Records from a data collection:
═══

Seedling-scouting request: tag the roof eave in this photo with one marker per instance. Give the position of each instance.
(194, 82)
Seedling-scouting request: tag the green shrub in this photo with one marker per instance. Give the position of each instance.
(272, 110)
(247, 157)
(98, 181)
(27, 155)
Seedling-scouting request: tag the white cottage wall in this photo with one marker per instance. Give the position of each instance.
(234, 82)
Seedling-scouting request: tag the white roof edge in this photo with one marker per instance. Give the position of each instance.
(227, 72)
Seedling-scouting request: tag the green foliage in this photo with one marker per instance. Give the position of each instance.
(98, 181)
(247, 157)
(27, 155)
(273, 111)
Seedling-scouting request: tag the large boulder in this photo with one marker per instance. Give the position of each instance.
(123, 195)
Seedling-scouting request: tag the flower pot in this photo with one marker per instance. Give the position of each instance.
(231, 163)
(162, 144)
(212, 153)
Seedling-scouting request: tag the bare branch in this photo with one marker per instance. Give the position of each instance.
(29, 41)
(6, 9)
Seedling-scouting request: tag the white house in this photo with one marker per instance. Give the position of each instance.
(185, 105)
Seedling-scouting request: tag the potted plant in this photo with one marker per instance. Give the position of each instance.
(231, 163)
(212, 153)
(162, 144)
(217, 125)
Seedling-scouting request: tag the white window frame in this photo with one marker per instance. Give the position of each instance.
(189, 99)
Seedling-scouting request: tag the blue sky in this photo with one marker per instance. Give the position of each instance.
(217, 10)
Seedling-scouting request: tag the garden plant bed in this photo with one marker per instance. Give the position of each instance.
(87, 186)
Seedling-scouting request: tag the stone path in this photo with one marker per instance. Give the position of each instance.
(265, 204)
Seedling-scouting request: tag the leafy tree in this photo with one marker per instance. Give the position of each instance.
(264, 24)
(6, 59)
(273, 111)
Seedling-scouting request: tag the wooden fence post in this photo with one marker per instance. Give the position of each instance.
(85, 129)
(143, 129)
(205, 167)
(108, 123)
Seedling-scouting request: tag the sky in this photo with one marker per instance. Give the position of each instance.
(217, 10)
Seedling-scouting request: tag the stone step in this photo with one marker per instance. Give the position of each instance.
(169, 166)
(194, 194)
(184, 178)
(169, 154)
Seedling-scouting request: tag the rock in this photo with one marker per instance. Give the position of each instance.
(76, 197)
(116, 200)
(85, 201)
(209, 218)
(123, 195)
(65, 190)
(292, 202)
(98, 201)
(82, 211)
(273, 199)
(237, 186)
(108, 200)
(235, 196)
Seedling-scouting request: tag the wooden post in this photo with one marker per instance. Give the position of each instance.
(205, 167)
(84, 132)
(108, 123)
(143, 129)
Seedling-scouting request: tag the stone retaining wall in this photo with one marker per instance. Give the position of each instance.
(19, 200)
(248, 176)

═══

### What the exercise asks:
All of the data needs to be reproduced exactly, with no line missing.

### Written response:
Seedling-scouting request: tag the roof eave in this photo with one marker per instance. Give the position of each instance.
(194, 82)
Seedling-scouting request: tag the green shrub in this photo with one marker per instance. Give the position of each instance.
(272, 110)
(247, 157)
(98, 181)
(27, 155)
Seedling-scouting request: tag the white cottage wall in this photo with one marker per instance. Give the position of each instance.
(234, 82)
Seedling-scouting request: tag the white roof edge in this photo with one marker per instance. Give the position of each instance.
(227, 72)
Seedling-scouting request: tag the green foliage in this photo with one marker per instance. Give the position of each instance.
(98, 181)
(247, 157)
(27, 155)
(273, 111)
Seedling-scouting request: tag the large boulder in this photo with one marker per instance. Give the position of each instance.
(123, 195)
Seedling-scouting request: tag the flower pot in this photo with one marker per instance. Give the position of each instance.
(231, 163)
(162, 144)
(212, 153)
Seedling-scouting request: tag the bare branch in this photo with one marker per instance. Give the position of each instance.
(29, 41)
(6, 9)
Seedling-scouting request: tag the white house in this photo with one marker per instance. Give the position of each instance.
(185, 105)
Seedling-scouting request: tag the potted plant in this photo with one marker per instance. Give the position of each instance.
(231, 163)
(212, 153)
(162, 144)
(217, 125)
Seedling-scouting request: tag the white window frame in this photo with one marker per instance. Give the position of each instance.
(189, 99)
Seedling-scouting request: tag the blue sky in this photo with one marker per instance. Give the position of each instance.
(217, 10)
Seedling-scouting request: tag the garden plant bed in this photo with one marker per instance. Give the position of each instance.
(87, 186)
Seedling-scouting request: tag the stone path in this photo with one marker per instance. Give the position of each instance.
(265, 204)
Seedling-scouting request: tag the leafy tree in this photo with one marker per instance. Give the position of each instance.
(264, 24)
(6, 59)
(273, 111)
Seedling-scouting request: tag the wooden fence post in this photo with one marker per instance. Give the position of each instance.
(85, 129)
(143, 129)
(205, 167)
(108, 123)
Seedling-scouting request: tag the sky in this photo with one marker per instance. Give the position of each instance.
(217, 10)
Seedling-scouting request: tag the stone step in this photo with one marker per instance. Give the position of each instance.
(169, 166)
(194, 194)
(184, 178)
(169, 154)
Seedling-scouting request: tag the rock in this photo with one marker per instance. Give the position of each instance.
(76, 197)
(116, 200)
(85, 201)
(209, 218)
(123, 195)
(65, 190)
(292, 202)
(98, 201)
(82, 211)
(273, 199)
(237, 186)
(108, 200)
(235, 196)
Seedling-scouting request: tag the wooden post in this photo with one marker per instance. Give the position of each instance.
(205, 167)
(84, 132)
(108, 123)
(143, 129)
Seedling-scouting request: tag the stone retaining wall in this photo with one marker per instance. Give the position of each instance.
(19, 200)
(248, 176)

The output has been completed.